**本文:**
____

行分解器 - 三次元日誌

mkm読み込み向けに途中まで作ったmqoローダの部品を切り出してきた。
テキストフォーマットのファイルの読み込みはだいたい行毎に
読み込んでトークンにバラす処理になるのだが
フォーマット毎に一から作るのも面倒だし、
モデルデータにboost::spritとかを使うのも微妙なので作った。

\nがくるまでをベクタに突っ込んで、
splitが呼ばれたら行をトークンに区切る。
ダブルクォートが来たら次のダブルクォートが来るまでは通常の区切りを休止する。

トークンは、\0で終端された文字列を期待すると読み込んだ行からさらに
コピーして\0でフタしてやる必要が出てよろしくないので
const char*で先頭と\0の来るべき位置を指してやることにした
(boost::spritのパクリ)
。

ポリゴンデータをバラすのにstd::stringは向いてないのだが、
strlen, strcmpがなんか嫌なので作った。
あとatoi, atofも隠した。

main.cpp

#include <iostream>
#include <fstream>
#include "linereader.h"

struct Delemeter
{
  bool operator()(char letter)
  {
    switch(letter)
    {
      case ' ':
      case '\t': // fall through
      case '\r': // fall through
      case '(': // fall through
      case ')': // fall through
        return true;

      default:
        return false;
    }
  }
};

int main(int argc, char **argv)
{
  if(argc<2){
    std::cout << "require argment" << std::endl;
    return 1;
  }

  std::ifstream io(argv[1], std::ios::binary);
  if(!io){
    return 2;
  }

  // mkm読み込み実験
  LineReader<Delemeter> reader(io);
  while(reader.nextLine()){
    reader.split();
    if(reader.get(0)=="name"){
      std::cout 
        << "name: " << reader.get(2)

____

データセットからの抜粋:

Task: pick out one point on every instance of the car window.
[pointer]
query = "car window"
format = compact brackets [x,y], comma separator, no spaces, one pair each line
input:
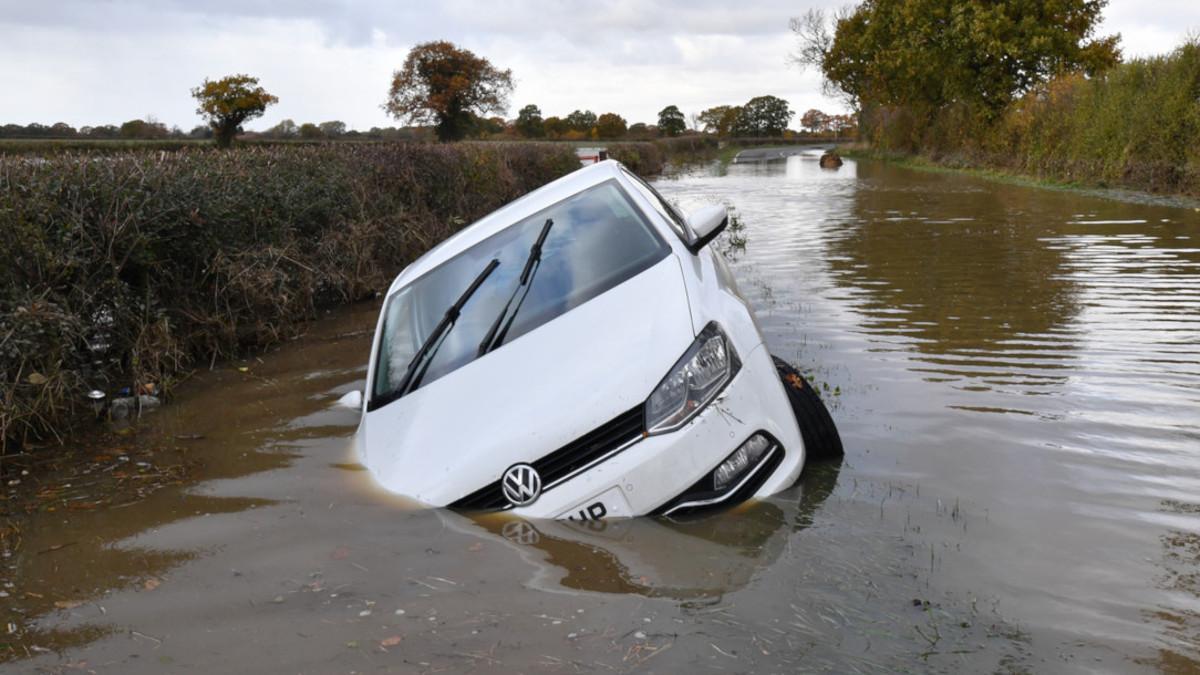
[666,209]
[599,239]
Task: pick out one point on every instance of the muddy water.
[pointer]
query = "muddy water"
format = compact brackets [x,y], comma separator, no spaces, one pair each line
[1014,375]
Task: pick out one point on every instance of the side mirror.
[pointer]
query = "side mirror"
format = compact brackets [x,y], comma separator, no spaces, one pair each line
[707,223]
[351,400]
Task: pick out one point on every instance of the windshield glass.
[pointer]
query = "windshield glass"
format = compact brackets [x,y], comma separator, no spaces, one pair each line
[599,240]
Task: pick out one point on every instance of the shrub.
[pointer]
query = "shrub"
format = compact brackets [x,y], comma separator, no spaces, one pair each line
[121,269]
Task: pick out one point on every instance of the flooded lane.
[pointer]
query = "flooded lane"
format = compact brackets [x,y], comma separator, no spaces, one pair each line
[1014,376]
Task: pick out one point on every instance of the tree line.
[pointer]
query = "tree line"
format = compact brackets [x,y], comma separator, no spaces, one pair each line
[450,93]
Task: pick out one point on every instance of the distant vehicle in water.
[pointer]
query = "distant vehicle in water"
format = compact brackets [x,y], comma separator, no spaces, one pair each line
[582,353]
[591,155]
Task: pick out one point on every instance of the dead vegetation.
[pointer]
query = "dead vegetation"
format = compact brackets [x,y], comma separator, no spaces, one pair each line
[124,269]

____

**課題一覧:**
[A] 本文のコードで、構造体Delemeterがtrueを返す文字はどれですか。すべて挙げてください。
[B] 本文のうち、「ポリゴンデータをバラすのにstd::stringは向いてないのだが、」から始めて「bool operator()(char letter)」までを、一字も変えずに書き写してください。

**解答:**
[A] 半角スペース（' '）、タブ（'\t'）、復帰（'\r'）、開き丸括弧（'('）、閉じ丸括弧（')'）の5つです。

[B]
ポリゴンデータをバラすのにstd::stringは向いてないのだが、
strlen, strcmpがなんか嫌なので作った。
あとatoi, atofも隠した。

main.cpp

#include <iostream>
#include <fstream>
#include "linereader.h"

struct Delemeter
{
  bool operator()(char letter)